Brief:
Which lines in the items below contain the string "window"? Copy each of those lines in full, treating uppercase and lowercase as different.

________________________

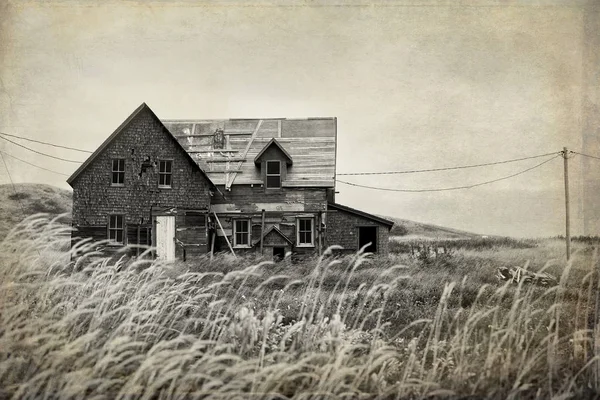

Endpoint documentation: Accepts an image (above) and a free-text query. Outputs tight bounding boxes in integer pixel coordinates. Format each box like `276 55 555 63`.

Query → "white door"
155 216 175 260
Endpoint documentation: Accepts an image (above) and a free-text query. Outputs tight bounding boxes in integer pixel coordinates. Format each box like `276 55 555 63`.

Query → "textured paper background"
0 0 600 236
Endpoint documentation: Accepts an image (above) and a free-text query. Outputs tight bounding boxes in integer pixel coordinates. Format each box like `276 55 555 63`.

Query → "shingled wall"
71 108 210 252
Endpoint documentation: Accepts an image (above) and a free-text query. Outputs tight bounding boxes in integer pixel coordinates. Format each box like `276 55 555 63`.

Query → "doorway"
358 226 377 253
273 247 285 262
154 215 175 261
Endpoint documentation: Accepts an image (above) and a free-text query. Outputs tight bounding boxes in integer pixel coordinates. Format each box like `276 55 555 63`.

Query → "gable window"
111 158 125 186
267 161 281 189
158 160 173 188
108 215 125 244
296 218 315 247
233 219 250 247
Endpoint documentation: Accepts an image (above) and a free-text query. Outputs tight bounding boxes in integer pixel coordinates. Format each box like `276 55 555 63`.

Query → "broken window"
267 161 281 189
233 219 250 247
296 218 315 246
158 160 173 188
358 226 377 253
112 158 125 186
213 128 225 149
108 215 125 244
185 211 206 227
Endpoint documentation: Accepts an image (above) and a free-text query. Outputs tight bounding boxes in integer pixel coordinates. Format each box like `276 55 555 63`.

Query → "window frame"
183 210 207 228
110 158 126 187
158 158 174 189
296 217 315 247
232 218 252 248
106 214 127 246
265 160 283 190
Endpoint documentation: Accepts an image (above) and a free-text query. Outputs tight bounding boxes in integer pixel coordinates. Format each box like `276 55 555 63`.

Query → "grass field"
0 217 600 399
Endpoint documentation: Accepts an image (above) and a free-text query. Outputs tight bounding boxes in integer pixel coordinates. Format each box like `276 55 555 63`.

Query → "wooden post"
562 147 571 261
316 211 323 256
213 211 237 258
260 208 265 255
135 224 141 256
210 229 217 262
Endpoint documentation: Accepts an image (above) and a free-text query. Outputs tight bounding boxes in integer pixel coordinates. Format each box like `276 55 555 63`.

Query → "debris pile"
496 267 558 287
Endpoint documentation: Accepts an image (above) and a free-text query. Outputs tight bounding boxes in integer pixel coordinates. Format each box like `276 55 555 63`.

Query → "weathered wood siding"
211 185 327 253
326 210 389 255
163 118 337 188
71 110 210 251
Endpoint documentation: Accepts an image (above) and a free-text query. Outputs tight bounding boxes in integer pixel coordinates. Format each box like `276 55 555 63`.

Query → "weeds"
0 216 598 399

________________________

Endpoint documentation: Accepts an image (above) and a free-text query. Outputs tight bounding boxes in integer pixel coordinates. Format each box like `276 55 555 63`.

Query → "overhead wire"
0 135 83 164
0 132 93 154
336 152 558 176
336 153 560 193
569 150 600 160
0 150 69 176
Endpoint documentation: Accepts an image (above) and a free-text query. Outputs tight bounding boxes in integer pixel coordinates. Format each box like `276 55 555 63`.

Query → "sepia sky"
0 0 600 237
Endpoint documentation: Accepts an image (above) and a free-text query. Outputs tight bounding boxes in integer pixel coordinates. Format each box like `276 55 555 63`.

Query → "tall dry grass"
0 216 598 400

________________________

Result for this exercise:
Query → "gable window"
Query → "broken window"
Query → "window frame"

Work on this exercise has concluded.